**Exercise prompt**
Write out the records below once more, exactly as they stand.

**Records to use**
----------

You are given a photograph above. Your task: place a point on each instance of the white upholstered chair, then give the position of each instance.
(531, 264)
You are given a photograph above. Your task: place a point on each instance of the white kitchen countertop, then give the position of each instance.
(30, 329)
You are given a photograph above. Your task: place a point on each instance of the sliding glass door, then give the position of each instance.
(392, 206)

----------

**Reply**
You are given a photograph above. Your task: place a point on each instance of the white upholstered chair, then give the position of each instance.
(531, 264)
You are given a photograph above. Your task: place a point on each instance of the white kitchen countertop, then give the position of each instance.
(30, 329)
You are given a photograph above. Your task: place a point on each instance of the sliding glass door, then give the position of each instance.
(392, 206)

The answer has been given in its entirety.